Task instructions | Count the lines in the rows below that contain the string "stage", treating uppercase and lowercase as different. Reply with the count alone.

Data rows |

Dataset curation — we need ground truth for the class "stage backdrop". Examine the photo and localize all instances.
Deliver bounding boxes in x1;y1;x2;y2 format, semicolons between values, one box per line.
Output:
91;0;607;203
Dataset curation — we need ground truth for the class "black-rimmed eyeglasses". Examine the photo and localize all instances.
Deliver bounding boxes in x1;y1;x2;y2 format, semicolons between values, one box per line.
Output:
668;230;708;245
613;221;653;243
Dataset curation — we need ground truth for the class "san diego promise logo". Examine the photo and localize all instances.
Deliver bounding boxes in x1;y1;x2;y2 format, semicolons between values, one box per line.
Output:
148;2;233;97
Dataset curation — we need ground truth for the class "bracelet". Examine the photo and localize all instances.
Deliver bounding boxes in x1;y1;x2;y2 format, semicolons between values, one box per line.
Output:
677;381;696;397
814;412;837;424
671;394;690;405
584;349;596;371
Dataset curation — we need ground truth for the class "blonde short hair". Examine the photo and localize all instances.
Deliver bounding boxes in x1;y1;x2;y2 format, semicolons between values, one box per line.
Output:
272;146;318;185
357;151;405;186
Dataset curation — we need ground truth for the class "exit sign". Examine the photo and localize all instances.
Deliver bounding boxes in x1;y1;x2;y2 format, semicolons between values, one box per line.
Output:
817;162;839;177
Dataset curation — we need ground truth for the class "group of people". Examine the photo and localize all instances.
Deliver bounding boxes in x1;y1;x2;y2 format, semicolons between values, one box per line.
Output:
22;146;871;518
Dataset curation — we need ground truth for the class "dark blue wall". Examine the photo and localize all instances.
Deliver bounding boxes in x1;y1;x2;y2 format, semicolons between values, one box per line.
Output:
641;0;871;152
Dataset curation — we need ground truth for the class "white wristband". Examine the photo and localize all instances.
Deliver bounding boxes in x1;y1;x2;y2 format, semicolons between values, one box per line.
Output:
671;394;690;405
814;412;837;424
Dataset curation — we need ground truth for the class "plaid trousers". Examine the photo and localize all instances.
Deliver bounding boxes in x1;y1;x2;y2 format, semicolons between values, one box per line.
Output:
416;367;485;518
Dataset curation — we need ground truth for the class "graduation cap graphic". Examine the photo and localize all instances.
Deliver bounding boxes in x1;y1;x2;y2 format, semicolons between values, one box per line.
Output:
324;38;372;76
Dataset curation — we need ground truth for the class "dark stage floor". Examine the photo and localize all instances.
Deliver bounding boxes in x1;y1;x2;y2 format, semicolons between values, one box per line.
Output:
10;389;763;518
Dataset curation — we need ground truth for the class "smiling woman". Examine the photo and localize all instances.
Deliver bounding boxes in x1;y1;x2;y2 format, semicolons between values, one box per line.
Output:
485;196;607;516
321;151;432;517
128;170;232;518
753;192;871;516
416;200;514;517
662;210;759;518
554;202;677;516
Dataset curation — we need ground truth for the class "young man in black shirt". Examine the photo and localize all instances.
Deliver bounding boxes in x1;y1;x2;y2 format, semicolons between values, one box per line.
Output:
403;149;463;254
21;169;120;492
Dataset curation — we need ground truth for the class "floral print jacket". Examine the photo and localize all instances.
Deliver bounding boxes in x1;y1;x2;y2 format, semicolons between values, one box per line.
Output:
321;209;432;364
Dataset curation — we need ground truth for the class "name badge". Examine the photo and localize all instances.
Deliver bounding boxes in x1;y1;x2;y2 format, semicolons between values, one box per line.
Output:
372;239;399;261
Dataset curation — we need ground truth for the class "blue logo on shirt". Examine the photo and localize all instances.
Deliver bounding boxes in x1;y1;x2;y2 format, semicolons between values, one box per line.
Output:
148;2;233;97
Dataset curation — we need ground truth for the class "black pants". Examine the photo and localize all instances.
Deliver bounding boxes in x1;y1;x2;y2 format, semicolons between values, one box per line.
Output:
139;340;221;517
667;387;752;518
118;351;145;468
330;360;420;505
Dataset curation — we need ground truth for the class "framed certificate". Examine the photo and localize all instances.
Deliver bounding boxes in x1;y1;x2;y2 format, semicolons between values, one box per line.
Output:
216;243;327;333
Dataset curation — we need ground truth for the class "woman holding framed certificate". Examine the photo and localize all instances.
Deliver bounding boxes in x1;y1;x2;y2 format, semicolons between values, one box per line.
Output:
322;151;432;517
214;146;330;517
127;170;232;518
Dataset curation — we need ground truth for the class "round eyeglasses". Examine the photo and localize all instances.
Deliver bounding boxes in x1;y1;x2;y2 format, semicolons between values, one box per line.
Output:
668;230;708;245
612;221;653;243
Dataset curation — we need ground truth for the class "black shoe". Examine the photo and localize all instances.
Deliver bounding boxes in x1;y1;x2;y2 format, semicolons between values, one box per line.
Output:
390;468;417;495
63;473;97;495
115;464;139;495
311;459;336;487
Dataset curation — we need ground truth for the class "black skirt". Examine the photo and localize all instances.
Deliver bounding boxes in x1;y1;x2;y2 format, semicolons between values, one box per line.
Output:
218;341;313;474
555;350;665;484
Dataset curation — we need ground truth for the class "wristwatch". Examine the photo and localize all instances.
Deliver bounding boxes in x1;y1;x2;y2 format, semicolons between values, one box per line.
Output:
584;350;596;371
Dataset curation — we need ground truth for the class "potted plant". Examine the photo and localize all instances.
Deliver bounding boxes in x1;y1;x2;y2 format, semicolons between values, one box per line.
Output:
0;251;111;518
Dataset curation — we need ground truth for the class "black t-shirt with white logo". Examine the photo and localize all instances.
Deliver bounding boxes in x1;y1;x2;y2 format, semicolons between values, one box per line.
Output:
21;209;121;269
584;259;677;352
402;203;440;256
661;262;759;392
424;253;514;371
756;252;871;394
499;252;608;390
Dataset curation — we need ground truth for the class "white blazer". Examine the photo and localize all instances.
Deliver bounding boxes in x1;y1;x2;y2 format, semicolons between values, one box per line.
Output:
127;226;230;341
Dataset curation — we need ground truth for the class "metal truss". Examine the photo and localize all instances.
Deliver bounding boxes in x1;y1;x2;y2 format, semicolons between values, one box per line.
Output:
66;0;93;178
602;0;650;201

Task result | 2